Nella nostra storia ci siamo sforzati di lavorare per l'elaborazione di sistemi o techiche per affontare i tre equilibri e, pragmatici come siamo, abbiamo ridotto la complessità segmentando tali equilibri, cioè affrontandoli da soli o al massimo due alla volta. Tale pragmaticità ha anche un nome: riduzionismo. Pigliare una cosa e strudiarla per parti, supponendo tutto più semplice, poi, mettendole assieme, spiegare come funziona il tutto. Abbiamo inventato la psicanalisi (rapporto dell'io con l'io), la politica (rapporto tra gli esseri umani), l'ecologia, la fisica (rapporto tra gli umani e la natura). Trasversalmente abbiamo elaborato una serie di metodiche, linguaggi e processi per rendere il più possibilmente chiari e non equivoci gli scambi di informazioni: il metodo scientifico.

Qualche parola, con l'accetta, per i tre equilibri.

- la psicanalisi.
Con Freud, Jung, Adler alla fine dell'800 ed altri è stata studiata la nostra mente, pervenendo a una profonda analisi della sua struttura e delle sue malattie. L'aver disaggregato in io, es e superio la nostra mente, ha portato, secondo me, ad un primo approccio sull'importanza delle interazioni sociali nelle nostra formazione e nei nostri eventuali malesseri. Dà per scontato l'es, come mente ancestrale, che assieme al superes, frutto delle nostre interazioni sociali (da familiari ad allargate), determinano dinamicamente il nostro io. Il limite è che il superio è visto come rapporto con altri singoli, non visti come una società o un aggregato. Affiora, cioè il fenomeno delle variazioni di fase, il fatto cioè che i gruppi sociali, le società, hanno problematiche che non sono solo il frutto di sommatorie aritmetiche, ma hanno e danno problematiche nuove ed originali. Marcuse a metà 1900 cercò di approfondire questo fenomeno, affrontando, prima in eros e civiltà e poi nell'uomo ad una dimensione, cosa siamo in una società come la nostra. Si poneva il problema di affrontare due livelli di equilibrio. Già è uno sviluppo notevole.

- la politica.
#####
ISTRUZIONI E REQUISITI:
Per ogni affermazione, rispondi sì o no a seconda che concordi con il testo, e riporta tra virgolette le parole del testo che decidono la risposta.
1. Il testo chiama "riduzionismo" il modo pratico di affrontare le cose studiandole per parti.
2. Secondo il testo, la psicanalisi riguarda il rapporto tra gli esseri umani.
3. Marcuse trattò il tema prima nell'uomo ad una dimensione e poi in eros e civiltà.

Voci salvate:
#####
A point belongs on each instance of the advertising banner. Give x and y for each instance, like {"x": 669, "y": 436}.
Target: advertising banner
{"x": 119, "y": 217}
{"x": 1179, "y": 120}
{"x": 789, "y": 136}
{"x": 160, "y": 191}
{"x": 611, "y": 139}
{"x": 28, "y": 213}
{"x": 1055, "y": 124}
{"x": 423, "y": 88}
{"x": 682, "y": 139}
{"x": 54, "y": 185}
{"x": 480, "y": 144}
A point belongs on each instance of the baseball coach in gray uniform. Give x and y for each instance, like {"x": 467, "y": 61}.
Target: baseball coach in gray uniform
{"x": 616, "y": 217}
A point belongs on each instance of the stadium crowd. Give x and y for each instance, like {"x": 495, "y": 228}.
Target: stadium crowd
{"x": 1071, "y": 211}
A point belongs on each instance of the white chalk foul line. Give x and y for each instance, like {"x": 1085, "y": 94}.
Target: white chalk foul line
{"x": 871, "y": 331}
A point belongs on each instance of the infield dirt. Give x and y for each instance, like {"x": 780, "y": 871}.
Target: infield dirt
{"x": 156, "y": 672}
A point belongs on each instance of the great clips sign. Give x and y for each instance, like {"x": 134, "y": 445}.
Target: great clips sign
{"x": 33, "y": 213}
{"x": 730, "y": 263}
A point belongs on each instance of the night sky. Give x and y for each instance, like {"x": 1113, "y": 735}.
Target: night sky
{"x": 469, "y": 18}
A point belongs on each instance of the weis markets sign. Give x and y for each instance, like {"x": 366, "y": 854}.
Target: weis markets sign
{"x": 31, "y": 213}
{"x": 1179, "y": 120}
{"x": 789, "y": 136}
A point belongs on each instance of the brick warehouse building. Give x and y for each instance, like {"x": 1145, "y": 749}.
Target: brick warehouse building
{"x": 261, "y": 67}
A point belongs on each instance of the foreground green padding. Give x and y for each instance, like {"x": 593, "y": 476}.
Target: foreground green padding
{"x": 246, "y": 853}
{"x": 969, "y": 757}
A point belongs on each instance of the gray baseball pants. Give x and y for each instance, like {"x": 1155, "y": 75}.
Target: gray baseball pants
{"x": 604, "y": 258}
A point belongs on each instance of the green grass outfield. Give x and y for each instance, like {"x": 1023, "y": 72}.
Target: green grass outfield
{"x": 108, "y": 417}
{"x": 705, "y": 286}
#####
ESERCIZIO SVOLTO:
1. Sì: «Tale pragmaticità ha anche un nome: riduzionismo.»
2. No: «la psicanalisi (rapporto dell'io con l'io), la politica (rapporto tra gli esseri umani)»
3. No: «prima in eros e civiltà e poi nell'uomo ad una dimensione»